### Instructions for the task
How many lines below include the string "door"? State the number alone.

### Given data
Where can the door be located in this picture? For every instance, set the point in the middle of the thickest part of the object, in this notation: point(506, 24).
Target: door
* * *
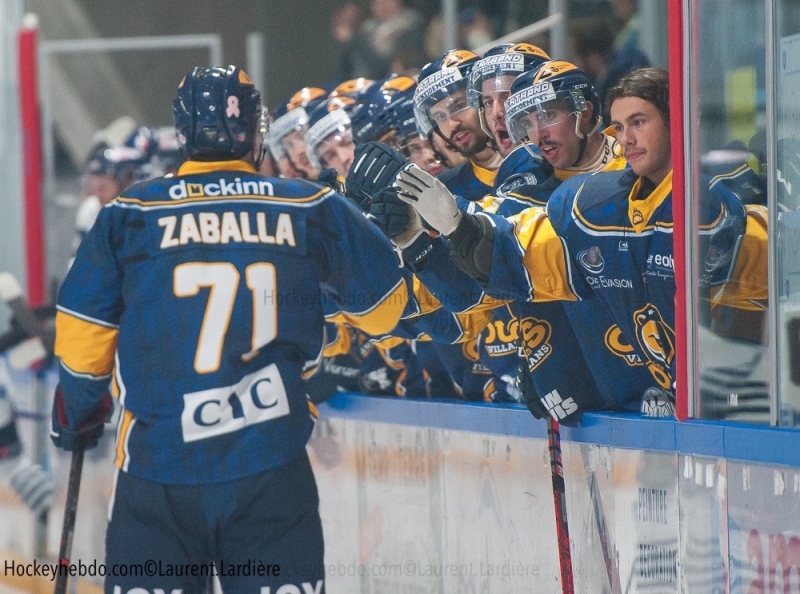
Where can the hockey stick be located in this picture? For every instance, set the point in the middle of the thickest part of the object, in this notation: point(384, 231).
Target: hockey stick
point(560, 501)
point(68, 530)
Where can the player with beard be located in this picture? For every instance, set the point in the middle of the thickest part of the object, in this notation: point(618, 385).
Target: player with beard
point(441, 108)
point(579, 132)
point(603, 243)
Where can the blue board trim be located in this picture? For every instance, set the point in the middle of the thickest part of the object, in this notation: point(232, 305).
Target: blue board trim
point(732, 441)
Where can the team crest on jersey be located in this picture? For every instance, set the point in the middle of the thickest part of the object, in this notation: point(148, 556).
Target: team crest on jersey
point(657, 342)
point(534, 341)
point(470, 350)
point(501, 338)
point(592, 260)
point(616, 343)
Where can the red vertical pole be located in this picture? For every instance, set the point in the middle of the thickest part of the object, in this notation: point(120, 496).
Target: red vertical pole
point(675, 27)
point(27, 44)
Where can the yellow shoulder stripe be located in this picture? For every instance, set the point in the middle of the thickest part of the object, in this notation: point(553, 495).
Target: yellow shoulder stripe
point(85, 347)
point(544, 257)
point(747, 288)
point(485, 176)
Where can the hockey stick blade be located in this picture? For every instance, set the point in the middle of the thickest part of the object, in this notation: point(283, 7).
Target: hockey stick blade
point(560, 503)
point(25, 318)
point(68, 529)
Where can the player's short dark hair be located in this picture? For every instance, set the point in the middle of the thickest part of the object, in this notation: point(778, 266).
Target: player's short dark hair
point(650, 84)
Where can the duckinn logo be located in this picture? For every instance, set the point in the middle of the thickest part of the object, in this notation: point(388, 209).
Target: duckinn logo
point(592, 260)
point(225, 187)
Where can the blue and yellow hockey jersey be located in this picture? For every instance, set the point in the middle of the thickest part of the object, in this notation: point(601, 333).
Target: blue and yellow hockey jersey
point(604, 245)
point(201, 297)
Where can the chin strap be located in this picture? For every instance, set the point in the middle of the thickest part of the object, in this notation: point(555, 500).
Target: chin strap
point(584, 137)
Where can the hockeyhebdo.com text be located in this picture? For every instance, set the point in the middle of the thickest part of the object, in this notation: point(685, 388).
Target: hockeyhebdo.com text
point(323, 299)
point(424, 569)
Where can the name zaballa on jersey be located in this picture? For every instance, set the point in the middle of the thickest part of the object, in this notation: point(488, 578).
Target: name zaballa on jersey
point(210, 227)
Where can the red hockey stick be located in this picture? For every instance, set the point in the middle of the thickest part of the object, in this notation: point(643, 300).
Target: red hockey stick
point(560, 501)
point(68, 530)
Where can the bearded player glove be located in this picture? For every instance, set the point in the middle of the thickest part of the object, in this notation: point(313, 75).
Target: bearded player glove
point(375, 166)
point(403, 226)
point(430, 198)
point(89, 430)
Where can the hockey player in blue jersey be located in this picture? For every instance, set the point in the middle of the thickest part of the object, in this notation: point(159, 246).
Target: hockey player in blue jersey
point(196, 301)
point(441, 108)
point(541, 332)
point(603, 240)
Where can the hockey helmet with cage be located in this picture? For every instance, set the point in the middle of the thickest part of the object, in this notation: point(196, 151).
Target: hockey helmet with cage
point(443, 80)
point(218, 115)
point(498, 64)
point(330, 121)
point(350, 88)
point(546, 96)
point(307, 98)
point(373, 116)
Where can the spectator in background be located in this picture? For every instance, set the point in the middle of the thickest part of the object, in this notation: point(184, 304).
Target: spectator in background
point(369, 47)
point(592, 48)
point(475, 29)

### Answer section
2